Can you reproduce these entries word for word, beginning with the line containing "Exercise. Spot the wooden chair backrest" and continuing through the line containing "(674, 1057)"?

Records shown:
- - -
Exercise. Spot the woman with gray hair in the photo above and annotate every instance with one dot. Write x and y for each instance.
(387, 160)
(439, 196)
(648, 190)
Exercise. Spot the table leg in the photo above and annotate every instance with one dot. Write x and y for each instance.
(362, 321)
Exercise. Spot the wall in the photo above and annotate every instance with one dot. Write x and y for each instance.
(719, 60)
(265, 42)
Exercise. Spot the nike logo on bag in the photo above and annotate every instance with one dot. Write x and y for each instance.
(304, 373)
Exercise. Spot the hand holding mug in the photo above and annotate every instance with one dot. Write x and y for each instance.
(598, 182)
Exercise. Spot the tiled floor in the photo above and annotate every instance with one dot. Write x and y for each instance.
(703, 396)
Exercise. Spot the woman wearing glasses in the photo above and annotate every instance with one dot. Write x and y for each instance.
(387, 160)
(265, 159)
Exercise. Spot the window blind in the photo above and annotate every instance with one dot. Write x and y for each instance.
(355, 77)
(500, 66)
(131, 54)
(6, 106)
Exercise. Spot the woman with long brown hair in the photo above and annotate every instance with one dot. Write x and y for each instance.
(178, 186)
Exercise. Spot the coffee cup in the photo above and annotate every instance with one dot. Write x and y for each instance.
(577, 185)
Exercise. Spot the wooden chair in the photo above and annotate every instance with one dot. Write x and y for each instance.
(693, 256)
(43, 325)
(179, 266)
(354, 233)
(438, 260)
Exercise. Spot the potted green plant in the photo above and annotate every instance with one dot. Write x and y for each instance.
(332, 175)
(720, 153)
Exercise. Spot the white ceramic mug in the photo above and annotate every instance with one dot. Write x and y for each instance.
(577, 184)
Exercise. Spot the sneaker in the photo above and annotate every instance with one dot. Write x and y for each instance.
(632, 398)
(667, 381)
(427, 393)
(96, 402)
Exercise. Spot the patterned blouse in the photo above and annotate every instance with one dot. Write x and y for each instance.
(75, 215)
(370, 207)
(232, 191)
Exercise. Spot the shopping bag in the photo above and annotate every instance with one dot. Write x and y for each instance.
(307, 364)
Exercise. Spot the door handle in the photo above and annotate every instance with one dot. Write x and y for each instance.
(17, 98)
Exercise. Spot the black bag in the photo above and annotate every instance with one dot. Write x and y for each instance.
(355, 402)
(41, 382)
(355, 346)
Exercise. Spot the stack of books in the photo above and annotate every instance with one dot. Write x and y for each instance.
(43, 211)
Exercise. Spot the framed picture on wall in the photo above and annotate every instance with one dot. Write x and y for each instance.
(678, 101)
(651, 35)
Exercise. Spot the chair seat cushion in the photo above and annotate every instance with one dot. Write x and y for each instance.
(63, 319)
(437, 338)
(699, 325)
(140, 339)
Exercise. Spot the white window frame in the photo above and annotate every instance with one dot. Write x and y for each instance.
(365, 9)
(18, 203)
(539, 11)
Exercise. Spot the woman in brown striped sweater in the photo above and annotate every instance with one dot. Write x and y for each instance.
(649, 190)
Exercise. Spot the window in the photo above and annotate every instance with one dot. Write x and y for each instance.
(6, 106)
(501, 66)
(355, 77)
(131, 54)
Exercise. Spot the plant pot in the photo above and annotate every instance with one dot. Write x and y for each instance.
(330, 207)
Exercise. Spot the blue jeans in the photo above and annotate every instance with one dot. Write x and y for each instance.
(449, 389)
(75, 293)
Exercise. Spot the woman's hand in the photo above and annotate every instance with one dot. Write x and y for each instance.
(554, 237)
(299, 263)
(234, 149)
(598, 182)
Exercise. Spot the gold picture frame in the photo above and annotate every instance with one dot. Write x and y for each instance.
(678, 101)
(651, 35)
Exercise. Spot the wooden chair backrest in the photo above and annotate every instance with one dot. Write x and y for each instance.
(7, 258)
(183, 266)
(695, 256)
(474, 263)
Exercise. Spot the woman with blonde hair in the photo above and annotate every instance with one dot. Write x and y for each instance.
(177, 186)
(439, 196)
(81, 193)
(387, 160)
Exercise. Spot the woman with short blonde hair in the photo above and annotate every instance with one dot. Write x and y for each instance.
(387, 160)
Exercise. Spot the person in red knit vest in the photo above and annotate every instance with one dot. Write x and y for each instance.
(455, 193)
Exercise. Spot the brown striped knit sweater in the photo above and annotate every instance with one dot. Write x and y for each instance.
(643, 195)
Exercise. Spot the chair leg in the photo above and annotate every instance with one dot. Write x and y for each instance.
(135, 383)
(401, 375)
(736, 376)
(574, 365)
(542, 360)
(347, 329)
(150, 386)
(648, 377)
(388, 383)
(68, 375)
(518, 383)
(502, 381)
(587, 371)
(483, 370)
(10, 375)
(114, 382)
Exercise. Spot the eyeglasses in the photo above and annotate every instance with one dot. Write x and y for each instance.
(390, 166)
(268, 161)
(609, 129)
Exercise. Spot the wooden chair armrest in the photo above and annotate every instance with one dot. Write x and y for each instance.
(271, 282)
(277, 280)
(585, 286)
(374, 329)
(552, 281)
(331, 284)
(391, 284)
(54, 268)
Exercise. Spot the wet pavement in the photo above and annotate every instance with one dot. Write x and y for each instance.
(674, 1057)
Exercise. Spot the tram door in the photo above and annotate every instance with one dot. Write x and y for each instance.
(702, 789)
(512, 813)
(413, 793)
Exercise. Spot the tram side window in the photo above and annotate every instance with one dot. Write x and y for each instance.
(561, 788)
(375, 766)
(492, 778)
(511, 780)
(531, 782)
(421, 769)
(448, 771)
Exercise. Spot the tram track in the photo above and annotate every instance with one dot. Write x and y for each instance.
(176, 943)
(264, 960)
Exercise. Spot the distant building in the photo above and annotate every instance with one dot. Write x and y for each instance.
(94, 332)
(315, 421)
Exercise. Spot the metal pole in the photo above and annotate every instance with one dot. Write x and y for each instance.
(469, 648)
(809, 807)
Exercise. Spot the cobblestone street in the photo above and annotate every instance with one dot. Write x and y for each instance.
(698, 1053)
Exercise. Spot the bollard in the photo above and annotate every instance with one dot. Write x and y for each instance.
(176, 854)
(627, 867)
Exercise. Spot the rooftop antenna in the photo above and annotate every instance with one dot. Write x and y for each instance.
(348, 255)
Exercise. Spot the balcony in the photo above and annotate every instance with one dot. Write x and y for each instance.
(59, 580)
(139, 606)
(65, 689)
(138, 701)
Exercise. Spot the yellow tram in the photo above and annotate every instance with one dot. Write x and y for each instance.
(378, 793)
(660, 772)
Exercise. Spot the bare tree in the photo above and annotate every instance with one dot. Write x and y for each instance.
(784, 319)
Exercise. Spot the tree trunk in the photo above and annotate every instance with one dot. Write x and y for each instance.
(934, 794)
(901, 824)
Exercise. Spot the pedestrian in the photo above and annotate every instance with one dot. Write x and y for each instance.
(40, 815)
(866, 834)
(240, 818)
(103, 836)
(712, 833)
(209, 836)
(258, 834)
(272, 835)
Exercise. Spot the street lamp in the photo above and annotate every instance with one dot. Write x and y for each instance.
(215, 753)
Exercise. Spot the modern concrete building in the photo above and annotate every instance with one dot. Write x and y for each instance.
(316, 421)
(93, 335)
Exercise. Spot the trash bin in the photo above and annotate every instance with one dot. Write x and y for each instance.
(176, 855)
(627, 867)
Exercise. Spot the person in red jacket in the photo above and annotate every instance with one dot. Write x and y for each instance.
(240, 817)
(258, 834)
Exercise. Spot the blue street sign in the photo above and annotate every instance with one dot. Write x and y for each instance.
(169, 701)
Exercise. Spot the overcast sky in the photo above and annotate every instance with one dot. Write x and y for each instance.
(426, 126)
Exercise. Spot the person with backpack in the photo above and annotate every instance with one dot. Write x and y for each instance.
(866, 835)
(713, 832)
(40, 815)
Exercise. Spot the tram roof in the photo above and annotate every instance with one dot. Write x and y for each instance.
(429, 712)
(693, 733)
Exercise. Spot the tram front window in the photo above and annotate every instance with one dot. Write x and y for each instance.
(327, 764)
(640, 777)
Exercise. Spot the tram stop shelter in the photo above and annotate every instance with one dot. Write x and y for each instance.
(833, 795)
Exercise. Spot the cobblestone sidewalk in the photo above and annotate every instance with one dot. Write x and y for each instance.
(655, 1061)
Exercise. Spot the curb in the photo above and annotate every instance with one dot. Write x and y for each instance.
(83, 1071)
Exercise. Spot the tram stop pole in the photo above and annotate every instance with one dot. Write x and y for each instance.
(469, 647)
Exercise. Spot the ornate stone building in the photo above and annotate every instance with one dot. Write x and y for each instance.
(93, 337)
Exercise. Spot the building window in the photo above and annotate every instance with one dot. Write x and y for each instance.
- - -
Answer to this task:
Exercise. Spot the wooden chair backrest in the photo above and annotate every instance with one dot. Write x and y for each instance.
(7, 258)
(183, 266)
(695, 256)
(474, 263)
Exercise. Spot the woman with blonde hair in the photo above and annotate every instance with one dot. Write x and y for each instance.
(177, 186)
(439, 196)
(81, 193)
(387, 160)
Exercise. Spot the woman with short blonde hair in the photo above and annotate every instance with one dot. Write x and y for each instance.
(387, 160)
Exercise. Spot the person in red knit vest in the photo above and annotate every instance with one dot. Write x and y for each instance.
(455, 193)
Exercise. Spot the brown striped knit sweater in the photo above and annotate every instance with one dot. Write x and y for each instance.
(643, 195)
Exercise. Spot the chair leg in the photo above and annotate every instance with one dot. Write x and y for each instance.
(135, 383)
(401, 375)
(736, 376)
(574, 365)
(542, 360)
(347, 329)
(150, 386)
(648, 377)
(388, 383)
(68, 375)
(518, 383)
(502, 381)
(587, 371)
(483, 370)
(10, 375)
(114, 382)
Exercise. Spot the eyeglasses in the photo above and annotate every instance with one dot. Write x and y for each instance.
(390, 166)
(268, 161)
(609, 129)
Exercise. Spot the wooden chair armrest in the photo above and annotate every instance with one dot. Write x and y for each instance.
(271, 282)
(277, 280)
(585, 286)
(374, 329)
(552, 281)
(331, 284)
(391, 284)
(54, 268)
Exercise. Spot the wet pavement in the photo above and annotate every instance with one dot. Write x and y for each instance.
(674, 1057)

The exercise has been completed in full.